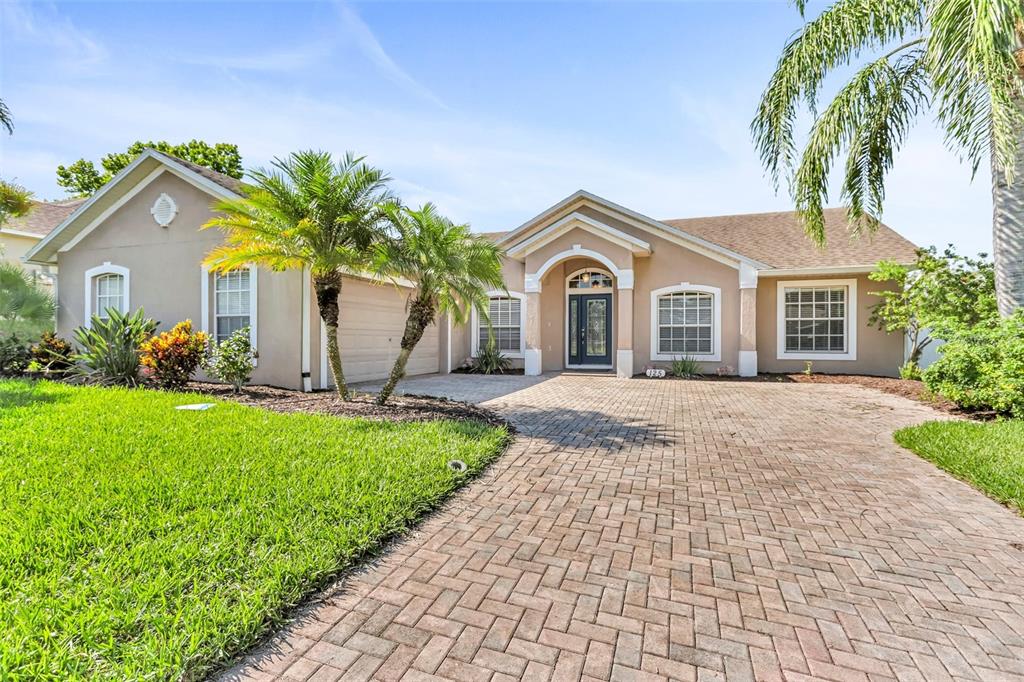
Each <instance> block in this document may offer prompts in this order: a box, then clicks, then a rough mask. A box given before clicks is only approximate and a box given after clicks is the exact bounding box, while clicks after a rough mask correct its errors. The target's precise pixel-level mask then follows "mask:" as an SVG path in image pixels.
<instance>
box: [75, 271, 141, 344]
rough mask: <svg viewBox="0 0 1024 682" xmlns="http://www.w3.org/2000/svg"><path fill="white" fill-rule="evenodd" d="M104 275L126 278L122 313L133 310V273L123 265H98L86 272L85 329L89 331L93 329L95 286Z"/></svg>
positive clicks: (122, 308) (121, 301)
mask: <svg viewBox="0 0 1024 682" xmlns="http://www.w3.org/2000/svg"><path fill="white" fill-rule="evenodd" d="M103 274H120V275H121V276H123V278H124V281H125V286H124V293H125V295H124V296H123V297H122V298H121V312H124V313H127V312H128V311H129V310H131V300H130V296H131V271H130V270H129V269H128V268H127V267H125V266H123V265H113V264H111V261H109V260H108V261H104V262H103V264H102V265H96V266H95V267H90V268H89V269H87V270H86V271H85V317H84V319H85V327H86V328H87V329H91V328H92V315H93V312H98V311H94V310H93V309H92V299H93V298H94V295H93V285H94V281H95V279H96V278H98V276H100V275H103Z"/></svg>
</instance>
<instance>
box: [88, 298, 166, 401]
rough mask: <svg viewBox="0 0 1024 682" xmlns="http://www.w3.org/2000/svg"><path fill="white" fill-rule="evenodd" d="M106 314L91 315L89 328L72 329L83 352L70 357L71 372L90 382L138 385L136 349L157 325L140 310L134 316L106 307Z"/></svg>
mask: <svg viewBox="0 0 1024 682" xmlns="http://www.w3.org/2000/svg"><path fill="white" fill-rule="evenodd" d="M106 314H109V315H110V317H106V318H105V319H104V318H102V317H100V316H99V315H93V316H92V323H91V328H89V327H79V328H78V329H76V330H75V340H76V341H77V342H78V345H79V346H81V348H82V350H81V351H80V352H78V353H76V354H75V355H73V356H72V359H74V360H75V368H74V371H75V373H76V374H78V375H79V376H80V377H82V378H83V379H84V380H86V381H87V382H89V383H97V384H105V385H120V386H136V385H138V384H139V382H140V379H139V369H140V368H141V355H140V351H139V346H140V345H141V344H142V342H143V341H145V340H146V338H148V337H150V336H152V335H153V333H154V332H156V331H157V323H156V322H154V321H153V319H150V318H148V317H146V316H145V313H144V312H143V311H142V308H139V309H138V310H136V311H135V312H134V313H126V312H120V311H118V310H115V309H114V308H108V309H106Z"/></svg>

───

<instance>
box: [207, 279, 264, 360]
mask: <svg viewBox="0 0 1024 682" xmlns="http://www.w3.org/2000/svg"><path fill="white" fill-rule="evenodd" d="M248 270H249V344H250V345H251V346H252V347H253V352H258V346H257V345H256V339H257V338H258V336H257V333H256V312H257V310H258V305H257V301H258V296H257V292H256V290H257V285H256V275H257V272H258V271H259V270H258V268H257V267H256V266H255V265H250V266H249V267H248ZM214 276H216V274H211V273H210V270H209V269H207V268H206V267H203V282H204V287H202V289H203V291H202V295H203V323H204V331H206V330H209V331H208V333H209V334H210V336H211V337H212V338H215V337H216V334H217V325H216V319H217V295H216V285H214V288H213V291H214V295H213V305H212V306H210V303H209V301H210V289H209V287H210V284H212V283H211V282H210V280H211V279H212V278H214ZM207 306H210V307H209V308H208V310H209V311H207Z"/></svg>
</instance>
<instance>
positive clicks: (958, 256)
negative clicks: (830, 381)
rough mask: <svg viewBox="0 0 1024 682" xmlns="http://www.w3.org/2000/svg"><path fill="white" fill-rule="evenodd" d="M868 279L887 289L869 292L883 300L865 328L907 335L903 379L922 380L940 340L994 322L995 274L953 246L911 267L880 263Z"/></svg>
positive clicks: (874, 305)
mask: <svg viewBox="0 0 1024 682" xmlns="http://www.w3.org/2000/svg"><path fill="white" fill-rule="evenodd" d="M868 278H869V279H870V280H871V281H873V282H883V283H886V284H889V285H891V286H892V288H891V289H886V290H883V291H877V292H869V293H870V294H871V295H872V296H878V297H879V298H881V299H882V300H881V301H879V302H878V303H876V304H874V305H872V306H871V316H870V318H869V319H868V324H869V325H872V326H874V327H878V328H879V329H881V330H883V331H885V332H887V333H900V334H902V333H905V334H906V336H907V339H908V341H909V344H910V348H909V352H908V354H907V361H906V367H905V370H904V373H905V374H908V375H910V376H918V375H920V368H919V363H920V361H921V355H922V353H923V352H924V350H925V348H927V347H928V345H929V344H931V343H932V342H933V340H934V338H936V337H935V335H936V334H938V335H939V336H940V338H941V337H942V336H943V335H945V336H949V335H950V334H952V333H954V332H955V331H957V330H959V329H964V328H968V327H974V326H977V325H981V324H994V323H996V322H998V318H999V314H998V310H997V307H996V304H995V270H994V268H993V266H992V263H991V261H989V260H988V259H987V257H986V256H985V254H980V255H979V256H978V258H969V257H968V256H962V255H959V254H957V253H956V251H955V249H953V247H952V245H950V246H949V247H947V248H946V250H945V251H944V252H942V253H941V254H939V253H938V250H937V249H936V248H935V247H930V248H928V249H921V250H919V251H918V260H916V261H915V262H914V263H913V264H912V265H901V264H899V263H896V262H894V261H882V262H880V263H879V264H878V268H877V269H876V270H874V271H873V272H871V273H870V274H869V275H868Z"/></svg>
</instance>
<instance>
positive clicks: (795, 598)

───

## Task objective
Determine how many lines of the records above contain the string "clicks", treating uppercase and lowercase letters as distinct. Give only the number.

## Expected answer
6